Consigne: Recopiez à l'identique, dans le texte sur le livre de Beffa et Villani, le passage allant de « Quand Pythagore s’en » jusqu'à « choses à ce dire. ».

Texte à lire:

Beffa et Villani nous ouvrent les “coulisses de la création”

Beffa et Villani nous ouvrent les “coulisses de la création”

Quand deux anciens de Normal Sup’, l’un compositeur, l’autre mathématicien, se retrouvent quelques années après leurs études, qu’est-ce qu’ils se racontent ? Des histoires de création.

Il faut toujours se méfier des phrases hors contexte : si je cite ex abrupto Karol Beffa à la page 94 je pourrais résumer ce livre par « il est essentiel d’apprendre à ne rien faire ». Mais le même nous parle « ascèse » page 130 et « discipline » page 131. Alors la création ça se passe comment ? Comme toujours la question est trop complexe pour être résumée que quelques mots et dix lignes. D’où l’intérêt d’entendre, telle une petite souris, cette discussion de 252 pages entre deux anciens camarades de Normal Sup’, le compositeur Karol Beffa et le mathématicien Cédric Villani.

S’il était écrit à la manière de la collection « Pour les nuls » , ce livre n’aurait pas la même teneur : on vous listerait des tâches à faire, il y aurait des encadrés. Prémâché ? Mais qui a dit que créer était facile ? Alors puisque l’on parle de création, à chacun de forger sa propre méthode en écoutant les deux hommes deviser. Si le début du livre ressemble un peu à une conversation où on est dans l’entre soi de ceux qui ont fréquenté la rue d’Ulm, tourner les pages nous amène vraiment à comprendre ce qui fait l’activité quotidienne d’un compositeur et d’un mathématicien.

Quand Pythagore s’en mêle…

Les deux matières ne sont pas étrangères l’une à l’autre d’ailleurs : c’est Pythagore, durant l’Antiquité, qui a fait se rejoindre les deux matières : « on fait remonter à ce dernier l’idée que la gamme musicale est un problème mathématique, explique Villani. Selon ne fameuse légende, Pythagore aurait entendu des forgerons frapper sur des enclumes de tailles différentes et aurait rapproché ce problème de la diversité des sons que donne une corde vibrante selon le fait qu’on la fait vibrer en entier, par moitié, par tiers, etc., la fréquence de vibration étant inversement proportionnelle à la longueur vibrante. » C’est dire si les deux anciens condisciples de l’ENS, qui parlent de Xenakis ou de Ligeti, ont des choses à ce dire.

Données fournies:

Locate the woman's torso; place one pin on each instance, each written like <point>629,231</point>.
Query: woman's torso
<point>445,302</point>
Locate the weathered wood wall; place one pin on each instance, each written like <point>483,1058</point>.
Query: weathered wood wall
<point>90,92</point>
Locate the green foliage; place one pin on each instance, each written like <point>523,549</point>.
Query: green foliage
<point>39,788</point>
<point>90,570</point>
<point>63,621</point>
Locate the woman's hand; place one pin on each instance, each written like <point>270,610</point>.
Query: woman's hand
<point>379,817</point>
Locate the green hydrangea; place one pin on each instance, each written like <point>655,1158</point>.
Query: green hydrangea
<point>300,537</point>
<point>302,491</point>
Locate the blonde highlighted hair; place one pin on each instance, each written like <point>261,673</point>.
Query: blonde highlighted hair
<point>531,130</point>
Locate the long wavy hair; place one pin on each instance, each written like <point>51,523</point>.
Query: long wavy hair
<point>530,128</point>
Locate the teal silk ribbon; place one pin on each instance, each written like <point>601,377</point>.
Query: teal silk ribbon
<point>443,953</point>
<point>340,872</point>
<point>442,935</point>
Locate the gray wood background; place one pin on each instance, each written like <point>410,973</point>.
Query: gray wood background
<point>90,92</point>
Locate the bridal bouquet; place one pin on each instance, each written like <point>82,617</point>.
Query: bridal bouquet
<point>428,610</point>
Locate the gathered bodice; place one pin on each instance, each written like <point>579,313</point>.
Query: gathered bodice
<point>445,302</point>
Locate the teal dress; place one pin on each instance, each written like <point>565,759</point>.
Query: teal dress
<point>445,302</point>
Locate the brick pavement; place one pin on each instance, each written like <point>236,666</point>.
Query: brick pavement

Réponse complète:
Quand Pythagore s’en mêle…

Les deux matières ne sont pas étrangères l’une à l’autre d’ailleurs : c’est Pythagore, durant l’Antiquité, qui a fait se rejoindre les deux matières : « on fait remonter à ce dernier l’idée que la gamme musicale est un problème mathématique, explique Villani. Selon ne fameuse légende, Pythagore aurait entendu des forgerons frapper sur des enclumes de tailles différentes et aurait rapproché ce problème de la diversité des sons que donne une corde vibrante selon le fait qu’on la fait vibrer en entier, par moitié, par tiers, etc., la fréquence de vibration étant inversement proportionnelle à la longueur vibrante. » C’est dire si les deux anciens condisciples de l’ENS, qui parlent de Xenakis ou de Ligeti, ont des choses à ce dire.